PROBLEM REQUIREMENTS
Write out the listing exactly as it is given.

AVAILABLE RECORDS
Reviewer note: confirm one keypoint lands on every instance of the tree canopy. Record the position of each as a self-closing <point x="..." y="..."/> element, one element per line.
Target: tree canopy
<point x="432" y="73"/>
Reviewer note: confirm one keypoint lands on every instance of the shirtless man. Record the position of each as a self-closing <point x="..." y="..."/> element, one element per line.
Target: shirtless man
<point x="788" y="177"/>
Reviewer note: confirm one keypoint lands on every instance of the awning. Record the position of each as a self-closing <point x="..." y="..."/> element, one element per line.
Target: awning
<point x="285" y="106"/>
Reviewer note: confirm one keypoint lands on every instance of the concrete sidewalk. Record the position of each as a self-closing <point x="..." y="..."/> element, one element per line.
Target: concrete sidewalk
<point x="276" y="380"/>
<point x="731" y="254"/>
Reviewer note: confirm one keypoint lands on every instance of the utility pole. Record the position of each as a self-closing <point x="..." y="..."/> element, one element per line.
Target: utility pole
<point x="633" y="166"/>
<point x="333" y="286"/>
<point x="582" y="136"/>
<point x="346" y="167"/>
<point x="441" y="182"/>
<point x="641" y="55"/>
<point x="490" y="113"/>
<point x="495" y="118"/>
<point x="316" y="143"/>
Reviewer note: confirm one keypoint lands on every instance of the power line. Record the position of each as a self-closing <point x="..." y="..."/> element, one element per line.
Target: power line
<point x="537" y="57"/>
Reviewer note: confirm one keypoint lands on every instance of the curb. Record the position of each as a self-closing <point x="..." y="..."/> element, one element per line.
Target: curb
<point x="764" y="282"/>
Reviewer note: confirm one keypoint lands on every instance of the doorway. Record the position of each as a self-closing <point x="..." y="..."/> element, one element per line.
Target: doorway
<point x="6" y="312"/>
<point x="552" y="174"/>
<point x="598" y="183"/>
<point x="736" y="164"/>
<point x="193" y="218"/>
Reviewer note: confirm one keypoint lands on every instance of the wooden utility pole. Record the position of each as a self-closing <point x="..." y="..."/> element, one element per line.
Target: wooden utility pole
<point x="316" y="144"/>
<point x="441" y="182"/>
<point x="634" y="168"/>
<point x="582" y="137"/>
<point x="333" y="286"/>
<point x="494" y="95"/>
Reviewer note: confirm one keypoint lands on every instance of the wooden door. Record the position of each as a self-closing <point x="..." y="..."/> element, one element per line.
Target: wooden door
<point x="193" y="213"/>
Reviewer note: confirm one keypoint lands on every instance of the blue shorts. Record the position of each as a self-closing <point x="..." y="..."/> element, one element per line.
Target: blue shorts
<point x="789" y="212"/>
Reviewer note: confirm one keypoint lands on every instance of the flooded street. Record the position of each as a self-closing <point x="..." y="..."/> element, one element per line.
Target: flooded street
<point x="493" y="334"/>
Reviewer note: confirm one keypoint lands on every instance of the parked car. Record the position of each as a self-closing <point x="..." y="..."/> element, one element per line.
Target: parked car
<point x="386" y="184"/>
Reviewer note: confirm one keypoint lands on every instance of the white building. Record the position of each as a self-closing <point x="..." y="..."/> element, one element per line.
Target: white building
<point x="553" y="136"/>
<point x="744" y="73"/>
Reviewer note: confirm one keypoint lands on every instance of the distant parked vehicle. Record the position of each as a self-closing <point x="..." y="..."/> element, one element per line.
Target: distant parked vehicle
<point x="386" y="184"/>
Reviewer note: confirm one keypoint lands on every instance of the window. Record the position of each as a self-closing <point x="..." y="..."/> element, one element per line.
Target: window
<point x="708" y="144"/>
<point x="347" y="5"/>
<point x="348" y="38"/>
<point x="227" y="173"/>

OUTPUT FOR THIS TASK
Reviewer note: confirm one keypoint lands on every instance of the tree canopy. Record the position of each as a self-closing <point x="..." y="..."/> element, one element per line.
Target: tree canopy
<point x="432" y="73"/>
Reviewer note: confirm one keypoint lands on every instance of the shirtless man. Record the position of each as a self-closing <point x="..." y="..."/> element, one element per line.
Target: shirtless man
<point x="788" y="177"/>
Reviewer note: confirm one keypoint lands on every instance of the awning. Record the position of each as a self-closing <point x="..." y="..."/> element, one element per line.
Target: awning
<point x="285" y="106"/>
Reviewer note: confirm one keypoint lands on every instance of the concrete sidewalk. Record the position of each as a self-closing <point x="..." y="..."/> element, one element per line.
Target: concrete sidewalk
<point x="276" y="380"/>
<point x="731" y="254"/>
Reviewer note: confirm one keypoint lands on every instance of the utility pole. Record the position of each as a self-closing <point x="..." y="..."/> element, one element per line.
Target: utility pole
<point x="633" y="166"/>
<point x="333" y="286"/>
<point x="582" y="136"/>
<point x="346" y="167"/>
<point x="441" y="182"/>
<point x="641" y="55"/>
<point x="490" y="113"/>
<point x="495" y="118"/>
<point x="316" y="143"/>
Reviewer note: confirm one keypoint lands on every instance of the power line. Record the position of each as a self-closing <point x="..." y="..."/> element, one element per line.
Target: power line
<point x="537" y="57"/>
Reviewer note: confirm one keypoint lands on every instance of the curb. Record the position of each as a self-closing <point x="..." y="..."/> element, one element per line.
Target: curb
<point x="764" y="282"/>
Reviewer note: confirm one keypoint lands on every instance of the doorway. Record the position of each as a self-closing <point x="..." y="..."/> element, one element per line.
Target: doorway
<point x="6" y="312"/>
<point x="552" y="174"/>
<point x="598" y="183"/>
<point x="736" y="164"/>
<point x="193" y="218"/>
Reviewer note: confirm one keypoint lands on every instance of the wooden utility pole. Record the position of each as a self-closing <point x="..." y="..."/> element, one element per line.
Target: wooden utility pole
<point x="316" y="144"/>
<point x="441" y="182"/>
<point x="634" y="168"/>
<point x="582" y="137"/>
<point x="333" y="286"/>
<point x="494" y="95"/>
Reviewer note: confirm one keypoint lands on every instance of the wooden door. Record the position of each as a self-closing <point x="..." y="..."/> element, one element per line.
Target: wooden door
<point x="193" y="213"/>
Reviewer note: confirm one keypoint lands on every instance of the blue shorts. Record the position of each as a self-closing <point x="..." y="..."/> element, one element per line.
Target: blue shorts
<point x="789" y="212"/>
Reviewer note: confirm one keypoint lands on every instance of the flooded street. Record the position of each as a self-closing <point x="..." y="..."/> element, one element per line.
Target: flooded street
<point x="493" y="334"/>
Reviewer note: confirm one keypoint lands on every instance of the parked car. Record the position of each as a self-closing <point x="..." y="..."/> element, one element per line.
Target: parked car
<point x="386" y="184"/>
Reviewer note: confirm one keypoint lands on every instance of the white building. Record the position of each as a self-closing <point x="..." y="..."/> element, one element per line.
Target: white building
<point x="553" y="136"/>
<point x="744" y="73"/>
Reviewer note: confirm one keypoint lands on every instance of the distant parked vehicle. Record the position of each as a self-closing <point x="..." y="..."/> element, one element per line.
Target: distant parked vehicle
<point x="386" y="184"/>
Reviewer note: confirm one keypoint lands on every instance of the window. Record the position of each as a self-closing <point x="..." y="..."/> element, one element per line.
Target: window
<point x="708" y="144"/>
<point x="347" y="5"/>
<point x="348" y="38"/>
<point x="227" y="173"/>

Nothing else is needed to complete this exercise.